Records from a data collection
= Beginning of Section =

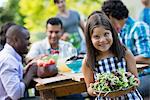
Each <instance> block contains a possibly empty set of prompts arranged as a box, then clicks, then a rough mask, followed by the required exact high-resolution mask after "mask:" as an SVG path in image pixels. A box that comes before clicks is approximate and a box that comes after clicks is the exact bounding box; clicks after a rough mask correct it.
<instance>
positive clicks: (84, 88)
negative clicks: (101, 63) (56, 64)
mask: <svg viewBox="0 0 150 100" xmlns="http://www.w3.org/2000/svg"><path fill="white" fill-rule="evenodd" d="M136 67H137V68H138V70H141V69H144V68H147V67H149V65H147V64H137V65H136ZM35 81H36V82H38V84H37V85H36V89H37V90H38V91H39V93H40V98H41V100H55V99H56V97H61V96H67V95H71V94H76V93H82V92H86V85H85V82H84V79H83V74H82V73H77V74H71V73H64V74H63V75H59V76H56V77H51V78H44V79H41V78H39V79H35Z"/></svg>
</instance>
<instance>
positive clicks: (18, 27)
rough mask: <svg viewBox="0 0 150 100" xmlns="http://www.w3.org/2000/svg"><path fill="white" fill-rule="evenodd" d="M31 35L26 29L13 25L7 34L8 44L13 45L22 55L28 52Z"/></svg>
mask: <svg viewBox="0 0 150 100" xmlns="http://www.w3.org/2000/svg"><path fill="white" fill-rule="evenodd" d="M29 39H30V35H29V32H28V30H27V29H26V28H24V27H22V26H19V25H13V26H11V27H10V28H9V29H8V31H7V32H6V43H8V44H9V45H11V46H12V47H13V48H14V49H15V50H16V52H18V53H19V54H20V55H22V54H25V53H27V52H28V48H27V47H28V46H29V44H30V42H29Z"/></svg>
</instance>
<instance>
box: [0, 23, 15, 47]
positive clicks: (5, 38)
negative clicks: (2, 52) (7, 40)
mask: <svg viewBox="0 0 150 100" xmlns="http://www.w3.org/2000/svg"><path fill="white" fill-rule="evenodd" d="M12 25H15V23H11V22H7V23H5V24H3V25H2V26H1V29H0V41H1V42H0V50H2V49H3V48H4V45H5V43H6V38H5V34H6V32H7V30H8V29H9V27H11V26H12Z"/></svg>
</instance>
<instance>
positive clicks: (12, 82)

= End of Section =

● **PROBLEM REQUIREMENTS**
When you repeat the records, reproduce each line exactly and drop the images.

● **SOLUTION FOR THIS PROBLEM**
Each <instance> block contains a possibly empty set of prompts arranged as a box, then clicks, then a rough mask, followed by the required exact high-resolution mask after "mask:" as an SVG path in image pixels. A box that comes before clicks is approximate and a box that comes after clicks is the exact bounding box; clicks after a rough mask correct it.
<instance>
positive clicks: (84, 88)
negative clicks: (101, 63) (56, 64)
mask: <svg viewBox="0 0 150 100" xmlns="http://www.w3.org/2000/svg"><path fill="white" fill-rule="evenodd" d="M136 67H137V68H138V70H141V69H144V68H147V67H149V65H147V64H137V65H136ZM35 81H36V82H38V84H37V85H36V89H37V90H38V91H39V93H40V98H41V100H55V99H56V97H61V96H67V95H71V94H76V93H82V92H86V85H85V82H84V79H83V74H82V73H77V74H71V73H64V74H63V75H59V76H56V77H51V78H44V79H41V78H39V79H35Z"/></svg>
</instance>
<instance>
positive clicks: (18, 27)
rough mask: <svg viewBox="0 0 150 100" xmlns="http://www.w3.org/2000/svg"><path fill="white" fill-rule="evenodd" d="M31 35L26 29L13 25L7 34L8 44L13 45L22 55L28 52Z"/></svg>
mask: <svg viewBox="0 0 150 100" xmlns="http://www.w3.org/2000/svg"><path fill="white" fill-rule="evenodd" d="M29 39H30V35H29V32H28V30H27V29H26V28H24V27H22V26H19V25H13V26H11V27H10V28H9V29H8V31H7V32H6V43H8V44H9V45H11V46H12V47H13V48H14V49H15V50H16V52H18V53H19V54H20V55H22V54H25V53H27V52H28V48H27V47H28V46H29V44H30V42H29Z"/></svg>
</instance>
<instance>
box: [0, 23, 15, 47]
positive clicks: (5, 38)
negative clicks: (2, 52) (7, 40)
mask: <svg viewBox="0 0 150 100" xmlns="http://www.w3.org/2000/svg"><path fill="white" fill-rule="evenodd" d="M12 25H15V23H11V22H7V23H5V24H3V25H2V26H1V29H0V41H1V42H0V50H2V49H3V48H4V45H5V43H6V38H5V34H6V32H7V30H8V29H9V27H11V26H12Z"/></svg>
</instance>
<instance>
positive clicks: (12, 82)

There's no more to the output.